» Material:
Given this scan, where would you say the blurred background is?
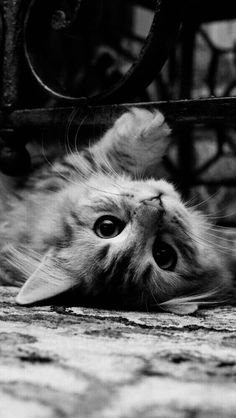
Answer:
[9,0,236,225]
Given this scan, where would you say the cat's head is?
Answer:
[9,174,230,313]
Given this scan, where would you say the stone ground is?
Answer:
[0,287,236,418]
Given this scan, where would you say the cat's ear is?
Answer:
[16,251,75,305]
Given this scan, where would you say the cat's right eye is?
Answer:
[94,215,125,239]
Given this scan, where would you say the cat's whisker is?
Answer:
[185,231,232,254]
[190,190,220,209]
[205,231,236,244]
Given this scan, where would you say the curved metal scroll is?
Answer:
[24,0,184,104]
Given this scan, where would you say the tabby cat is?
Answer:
[0,108,233,313]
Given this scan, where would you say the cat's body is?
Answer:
[0,108,233,312]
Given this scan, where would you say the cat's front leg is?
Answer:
[91,107,170,175]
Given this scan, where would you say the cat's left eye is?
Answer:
[94,215,125,239]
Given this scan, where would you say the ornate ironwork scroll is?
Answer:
[0,0,183,175]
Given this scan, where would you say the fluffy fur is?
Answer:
[0,108,233,313]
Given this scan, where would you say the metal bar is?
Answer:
[1,0,21,108]
[0,97,236,128]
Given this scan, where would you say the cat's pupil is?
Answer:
[94,216,124,238]
[153,241,177,270]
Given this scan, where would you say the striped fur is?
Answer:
[0,108,233,313]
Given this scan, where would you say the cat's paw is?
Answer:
[115,107,171,145]
[113,107,171,174]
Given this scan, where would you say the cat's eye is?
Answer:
[94,215,125,238]
[152,241,177,270]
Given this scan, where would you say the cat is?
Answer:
[0,107,234,314]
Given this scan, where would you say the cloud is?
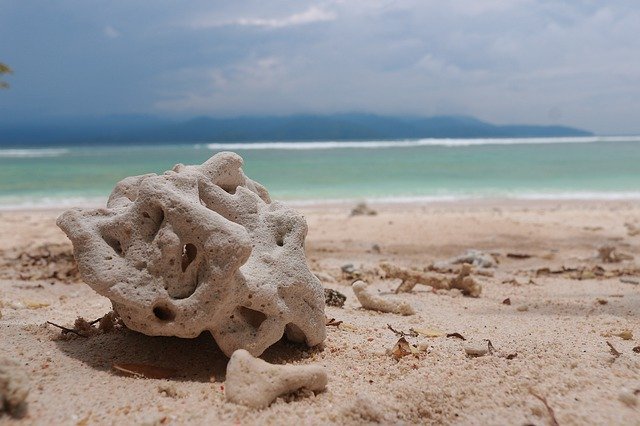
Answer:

» Task statement: Transcribe exactly the portion of the material above that runs from the line containing "Given this scan, where would you say the ornate" through its last line, omitting all pictures.

» The reply:
Given this scan, where would you say the ornate ironwork scroll is?
Answer:
[0,0,183,175]
Given this scan, where would you say the fluffy fur is?
Answer:
[0,108,233,313]
Given this scan, where would you say the metal bar is?
Answer:
[1,0,21,108]
[0,97,236,128]
Given this scan, where would you say the cat's pupil is?
Answer:
[94,216,124,238]
[153,241,177,270]
Given this scan, where would you say the striped fur is?
Answer:
[0,108,233,313]
Given this scan, where would you say the cat's paw is?
Answer:
[115,107,171,145]
[113,107,171,174]
Given this scan, where would you say the cat's eye is?
Answer:
[94,215,125,238]
[152,241,177,270]
Given this scan, where would you say the cat is?
Answer:
[0,107,234,314]
Given this scan, where would you say the cloud is?
Answer:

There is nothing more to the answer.